→ **Фрагмент страницы**
Страница 19 из 64
И все-таки первый ты или нет, а начинать концерт было надо. О голосе я вспомнил только тогда, когда почувствовал, как он предательски дрожит. Любопытный парадокс, насколько волнуется певец, настолько его волнение передается залу. Тебя смущают собственные исполнительские огрехи, а публика, не замечая этого, откликается на твою искренность и непосредственность. Когда же артист выходит холодным, как олимпийский бог, зал замыкается. Глаза видят, ухо слышит, сердце молчит.

→ **Примените прочитанное**
- 1) Перепишите слово в слово часть фрагмента от слов "Страница 19 из" до слов "слышит, сердце молчит." включительно.
- 2) Что, согласно фрагменту, происходит с залом, когда артист выходит холодным, как олимпийский бог?
- 3) Согласуются ли с фрагментом эти утверждения: (a) голос дрожал, когда начинался концерт; (b) публика замечает исполнительские огрехи певца; (c) волнение певца передается залу? На каждое ответьте «да» или «нет» и приведите решающие слова фрагмента.

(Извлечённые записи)
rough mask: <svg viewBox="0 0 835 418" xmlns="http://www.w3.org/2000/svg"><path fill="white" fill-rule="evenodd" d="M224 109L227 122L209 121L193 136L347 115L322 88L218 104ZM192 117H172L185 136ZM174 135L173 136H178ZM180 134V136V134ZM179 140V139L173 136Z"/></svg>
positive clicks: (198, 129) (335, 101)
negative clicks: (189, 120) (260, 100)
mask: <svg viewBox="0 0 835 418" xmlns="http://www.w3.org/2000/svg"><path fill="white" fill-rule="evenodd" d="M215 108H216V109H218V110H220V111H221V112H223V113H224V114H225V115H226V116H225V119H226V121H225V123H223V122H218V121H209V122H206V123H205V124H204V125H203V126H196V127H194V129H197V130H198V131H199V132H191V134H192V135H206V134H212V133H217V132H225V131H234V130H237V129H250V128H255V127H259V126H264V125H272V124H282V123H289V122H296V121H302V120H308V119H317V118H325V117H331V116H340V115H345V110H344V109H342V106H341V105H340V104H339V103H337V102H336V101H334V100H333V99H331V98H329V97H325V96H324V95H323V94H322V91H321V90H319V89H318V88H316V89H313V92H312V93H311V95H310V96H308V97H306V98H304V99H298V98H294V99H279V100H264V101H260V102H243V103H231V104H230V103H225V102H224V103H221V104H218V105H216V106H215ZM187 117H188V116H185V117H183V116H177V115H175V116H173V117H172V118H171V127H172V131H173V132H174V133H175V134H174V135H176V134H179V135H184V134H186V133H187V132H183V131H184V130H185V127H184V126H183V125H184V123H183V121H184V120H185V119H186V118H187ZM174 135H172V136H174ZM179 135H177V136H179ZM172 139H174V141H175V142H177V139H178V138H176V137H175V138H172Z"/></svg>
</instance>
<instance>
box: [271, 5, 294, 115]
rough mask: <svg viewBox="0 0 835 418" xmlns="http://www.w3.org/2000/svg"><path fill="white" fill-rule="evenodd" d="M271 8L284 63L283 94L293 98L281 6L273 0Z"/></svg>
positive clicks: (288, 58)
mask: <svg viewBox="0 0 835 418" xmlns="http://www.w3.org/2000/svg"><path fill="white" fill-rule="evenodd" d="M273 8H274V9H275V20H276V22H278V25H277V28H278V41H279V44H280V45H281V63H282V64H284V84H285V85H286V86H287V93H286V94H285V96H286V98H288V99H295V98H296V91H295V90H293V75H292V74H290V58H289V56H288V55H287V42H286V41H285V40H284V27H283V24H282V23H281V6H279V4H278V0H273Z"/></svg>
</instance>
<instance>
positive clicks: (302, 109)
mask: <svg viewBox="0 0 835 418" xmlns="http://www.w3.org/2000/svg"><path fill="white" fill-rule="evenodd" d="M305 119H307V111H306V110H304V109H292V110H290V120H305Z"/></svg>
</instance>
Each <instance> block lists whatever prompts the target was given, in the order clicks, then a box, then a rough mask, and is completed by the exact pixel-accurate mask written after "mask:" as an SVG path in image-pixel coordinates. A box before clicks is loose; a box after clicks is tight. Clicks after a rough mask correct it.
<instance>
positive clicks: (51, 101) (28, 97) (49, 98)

→ **Ответы к заданиям**
- 1)
Страница 19 из 64
И все-таки первый ты или нет, а начинать концерт было надо. О голосе я вспомнил только тогда, когда почувствовал, как он предательски дрожит. Любопытный парадокс, насколько волнуется певец, настолько его волнение передается залу. Тебя смущают собственные исполнительские огрехи, а публика, не замечая этого, откликается на твою искренность и непосредственность. Когда же артист выходит холодным, как олимпийский бог, зал замыкается. Глаза видят, ухо слышит, сердце молчит.

- 2) Зал замыкается.

- 3)
(a) Да: «почувствовал, как он предательски дрожит».
(b) Нет: «публика, не замечая этого, откликается на твою искренность и непосредственность».
(c) Да: «насколько волнуется певец, настолько его волнение передается залу».